SUPPLIED ENTRIES:
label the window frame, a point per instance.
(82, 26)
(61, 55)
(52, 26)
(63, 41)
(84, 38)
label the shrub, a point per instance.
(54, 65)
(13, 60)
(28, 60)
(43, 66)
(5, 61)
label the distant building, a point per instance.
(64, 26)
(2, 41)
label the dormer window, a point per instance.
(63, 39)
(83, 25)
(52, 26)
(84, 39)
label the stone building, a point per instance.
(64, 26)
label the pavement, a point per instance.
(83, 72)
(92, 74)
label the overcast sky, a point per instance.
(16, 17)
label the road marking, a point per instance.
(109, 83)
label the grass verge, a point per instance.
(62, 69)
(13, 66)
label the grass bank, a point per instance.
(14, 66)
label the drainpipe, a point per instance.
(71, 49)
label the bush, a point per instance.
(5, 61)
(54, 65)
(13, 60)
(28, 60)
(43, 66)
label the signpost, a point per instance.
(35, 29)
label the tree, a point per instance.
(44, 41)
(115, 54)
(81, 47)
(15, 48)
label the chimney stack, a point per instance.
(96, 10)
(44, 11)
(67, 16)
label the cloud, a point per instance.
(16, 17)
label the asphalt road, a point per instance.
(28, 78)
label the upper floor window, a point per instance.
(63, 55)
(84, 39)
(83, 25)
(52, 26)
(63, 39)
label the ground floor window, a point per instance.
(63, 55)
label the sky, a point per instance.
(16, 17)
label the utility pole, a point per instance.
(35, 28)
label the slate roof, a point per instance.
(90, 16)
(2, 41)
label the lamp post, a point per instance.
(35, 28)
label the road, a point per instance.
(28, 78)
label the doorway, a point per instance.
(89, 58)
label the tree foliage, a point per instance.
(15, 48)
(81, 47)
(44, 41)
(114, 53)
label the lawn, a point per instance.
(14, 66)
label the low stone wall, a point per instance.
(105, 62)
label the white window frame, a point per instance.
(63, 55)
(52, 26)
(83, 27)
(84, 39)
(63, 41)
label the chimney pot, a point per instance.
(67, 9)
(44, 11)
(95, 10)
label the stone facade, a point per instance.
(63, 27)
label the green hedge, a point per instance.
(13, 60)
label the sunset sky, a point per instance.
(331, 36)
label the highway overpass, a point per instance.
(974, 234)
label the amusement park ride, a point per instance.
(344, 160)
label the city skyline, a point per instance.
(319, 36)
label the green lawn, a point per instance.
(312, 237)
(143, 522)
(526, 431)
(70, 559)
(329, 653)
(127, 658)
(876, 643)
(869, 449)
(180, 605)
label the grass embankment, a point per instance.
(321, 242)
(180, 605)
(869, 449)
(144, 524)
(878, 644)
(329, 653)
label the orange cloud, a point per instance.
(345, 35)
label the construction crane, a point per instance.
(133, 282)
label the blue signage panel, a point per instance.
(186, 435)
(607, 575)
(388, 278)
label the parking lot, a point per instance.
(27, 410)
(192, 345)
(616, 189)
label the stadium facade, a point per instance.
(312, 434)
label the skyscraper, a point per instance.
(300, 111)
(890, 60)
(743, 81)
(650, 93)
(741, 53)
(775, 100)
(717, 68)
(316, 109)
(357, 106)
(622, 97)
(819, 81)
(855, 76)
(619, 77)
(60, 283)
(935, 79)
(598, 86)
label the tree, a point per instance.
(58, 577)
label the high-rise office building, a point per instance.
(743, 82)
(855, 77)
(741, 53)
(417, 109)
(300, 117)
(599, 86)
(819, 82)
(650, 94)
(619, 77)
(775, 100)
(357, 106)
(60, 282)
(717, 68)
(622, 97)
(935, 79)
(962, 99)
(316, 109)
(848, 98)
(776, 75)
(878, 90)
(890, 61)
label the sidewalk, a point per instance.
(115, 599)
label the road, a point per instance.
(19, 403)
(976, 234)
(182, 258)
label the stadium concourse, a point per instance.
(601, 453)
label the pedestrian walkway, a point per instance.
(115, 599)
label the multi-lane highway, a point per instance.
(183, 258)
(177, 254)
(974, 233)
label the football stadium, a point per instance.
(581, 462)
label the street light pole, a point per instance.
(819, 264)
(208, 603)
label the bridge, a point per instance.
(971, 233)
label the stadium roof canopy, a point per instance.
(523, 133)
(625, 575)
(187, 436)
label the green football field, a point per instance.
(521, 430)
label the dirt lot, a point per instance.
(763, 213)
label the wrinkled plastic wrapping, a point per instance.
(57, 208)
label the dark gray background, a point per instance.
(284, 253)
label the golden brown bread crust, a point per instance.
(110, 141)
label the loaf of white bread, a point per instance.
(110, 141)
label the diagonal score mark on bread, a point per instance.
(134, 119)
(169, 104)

SET EXERCISE: Type out the material again exactly as presented.

THE REPLY:
label the window frame, a point per instance.
(82, 26)
(61, 55)
(52, 26)
(63, 41)
(84, 38)
label the shrub, a point per instance.
(54, 65)
(13, 60)
(28, 60)
(43, 66)
(5, 61)
label the distant building, a point per instance.
(64, 26)
(2, 41)
label the dormer window, a point per instance.
(63, 39)
(83, 25)
(52, 26)
(84, 39)
label the stone building, a point per instance.
(64, 26)
label the pavement, a point per instance.
(83, 72)
(92, 74)
label the overcast sky, a point per instance.
(16, 17)
label the road marking, a point per instance.
(109, 83)
label the grass verge, a point per instance.
(62, 69)
(13, 66)
label the grass bank, a point per instance.
(14, 66)
label the drainpipe, a point per instance.
(71, 49)
label the bush, a point per instance.
(5, 61)
(54, 65)
(13, 60)
(28, 60)
(43, 66)
label the signpost, a point per instance.
(35, 29)
label the tree, a point per instance.
(44, 41)
(115, 54)
(81, 47)
(15, 48)
label the chimney stack, a point per instance.
(96, 10)
(44, 11)
(67, 16)
label the cloud, a point per instance.
(16, 17)
label the asphalt road, a point per instance.
(28, 78)
label the upper floor window, a point per instance.
(63, 55)
(84, 39)
(83, 25)
(52, 26)
(63, 39)
label the ground floor window, a point per instance.
(63, 55)
label the sky, a point per instance.
(16, 17)
label the utility pole, a point per instance.
(35, 28)
label the slate roof, a point per instance.
(90, 16)
(2, 41)
label the lamp post, a point per instance.
(35, 28)
label the road, a point per instance.
(28, 78)
label the doorway, a point per instance.
(89, 58)
label the tree foliage, a point per instance.
(15, 48)
(81, 47)
(44, 41)
(114, 53)
label the lawn, a point per instance.
(14, 66)
label the low stone wall, a point per instance.
(105, 62)
label the white window frame, a point per instance.
(63, 55)
(52, 26)
(83, 27)
(84, 39)
(63, 41)
label the chimney pot, a point per instance.
(67, 9)
(44, 11)
(95, 10)
label the stone facade, a point per instance.
(63, 27)
label the green hedge, a point per instance.
(13, 60)
label the sunset sky, a point per instance.
(331, 36)
label the highway overpass, a point per instance.
(974, 234)
label the amusement park ride, a point per instance.
(344, 160)
label the city skyline, a point per instance.
(319, 36)
label the green lawn, a point per instance.
(312, 237)
(143, 522)
(526, 431)
(70, 559)
(329, 653)
(127, 658)
(876, 643)
(869, 449)
(180, 605)
label the grass embankment, a point per instance.
(321, 242)
(180, 605)
(869, 449)
(144, 524)
(878, 644)
(329, 653)
label the orange cloud, a point per instance.
(345, 35)
label the construction crane, a point per instance.
(133, 282)
label the blue signage panel, a point per instance.
(186, 435)
(607, 575)
(388, 278)
label the parking lot, a point per instance.
(27, 410)
(192, 345)
(616, 189)
label the stadium facade, a point per instance.
(312, 434)
label the skyscraper, a point per instance.
(300, 111)
(890, 60)
(743, 81)
(650, 93)
(741, 53)
(775, 100)
(717, 68)
(316, 109)
(357, 106)
(622, 97)
(819, 81)
(855, 76)
(619, 77)
(60, 283)
(935, 79)
(598, 86)
label the tree, a point per instance.
(58, 577)
label the high-rise office building, a point per instance.
(743, 82)
(855, 77)
(741, 53)
(417, 109)
(300, 117)
(599, 86)
(819, 82)
(650, 94)
(619, 77)
(775, 100)
(357, 106)
(60, 282)
(717, 68)
(622, 97)
(935, 79)
(962, 99)
(316, 109)
(848, 98)
(776, 75)
(878, 90)
(890, 61)
label the sidewalk, a point per instance.
(115, 599)
label the road, a point per instance.
(19, 403)
(976, 234)
(182, 258)
label the stadium concourse, a point per instance.
(601, 453)
label the pedestrian walkway, a point per instance.
(115, 599)
label the multi-lane highway, a point per instance.
(183, 258)
(177, 254)
(974, 233)
label the football stadium, a point per instance.
(581, 462)
label the street light pole, a point per instance.
(819, 264)
(208, 603)
label the bridge, a point per instance.
(971, 233)
label the stadium roof canopy, a point per instance.
(523, 133)
(625, 575)
(187, 436)
label the green football field, a point per instance.
(521, 430)
label the dirt lot, a point per instance.
(763, 213)
label the wrinkled plastic wrapping, a point per instance.
(57, 208)
label the dark gray background, a point per instance.
(284, 253)
label the golden brown bread crust, a point per instance.
(110, 141)
label the loaf of white bread, a point per instance.
(110, 141)
label the diagonal score mark on bread, a point per instance.
(134, 119)
(169, 104)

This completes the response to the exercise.